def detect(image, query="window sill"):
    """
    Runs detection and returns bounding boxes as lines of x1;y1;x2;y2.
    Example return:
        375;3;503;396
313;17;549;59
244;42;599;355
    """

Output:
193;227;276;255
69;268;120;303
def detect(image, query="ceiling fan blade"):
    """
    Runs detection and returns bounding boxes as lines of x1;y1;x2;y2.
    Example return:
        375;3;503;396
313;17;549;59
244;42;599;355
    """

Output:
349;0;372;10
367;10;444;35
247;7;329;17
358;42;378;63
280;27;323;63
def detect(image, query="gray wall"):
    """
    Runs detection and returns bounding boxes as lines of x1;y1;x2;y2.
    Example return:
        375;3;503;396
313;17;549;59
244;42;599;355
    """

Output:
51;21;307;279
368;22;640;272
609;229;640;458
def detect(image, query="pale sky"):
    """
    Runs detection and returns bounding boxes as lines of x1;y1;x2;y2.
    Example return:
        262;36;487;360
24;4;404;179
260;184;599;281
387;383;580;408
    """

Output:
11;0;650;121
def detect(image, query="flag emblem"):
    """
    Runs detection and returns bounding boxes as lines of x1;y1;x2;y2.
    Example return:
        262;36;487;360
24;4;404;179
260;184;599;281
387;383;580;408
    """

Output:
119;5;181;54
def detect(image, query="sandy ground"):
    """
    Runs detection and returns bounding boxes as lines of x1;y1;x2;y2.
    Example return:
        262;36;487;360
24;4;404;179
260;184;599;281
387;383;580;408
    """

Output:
---+---
* **Exercise**: Please output, without any changes, the lines from the very first one through the line containing "119;5;181;54", inclusive.

* **Written response**:
def detect(image, query="window sill"):
    """
    Runs detection and returns bounding boxes as lines of x1;y1;x2;y2.
    Example return:
        375;3;503;396
313;17;549;59
244;42;599;355
    """

Output:
193;227;276;255
69;268;120;303
def detect(image, query="ceiling fan blade"):
    """
    Runs detection and returns bounding boxes as lines of x1;y1;x2;y2.
    Example return:
        375;3;503;396
313;17;549;59
244;42;599;355
    """

Output:
349;0;372;10
367;10;444;35
247;7;329;17
358;42;378;63
280;27;323;63
def detect(image, query="gray wall"):
    """
    Runs detection and returns bounding boxes as lines of x1;y1;x2;y2.
    Example return:
        375;3;503;396
313;17;549;59
244;42;599;355
    """

Output:
51;21;307;279
368;22;640;272
609;229;640;458
def detect(image, query="pale sky"):
    """
    Runs detection and returns bounding boxes as lines of x1;y1;x2;y2.
    Example return:
        262;36;487;360
24;4;404;179
260;184;599;281
387;383;580;408
    """

Output:
11;0;650;121
def detect(image, query="flag emblem"):
    """
    Runs detection and returns bounding boxes as lines of x1;y1;x2;y2.
    Example return:
        262;36;487;360
24;4;404;179
260;184;599;281
387;383;580;408
    """

Output:
119;5;181;54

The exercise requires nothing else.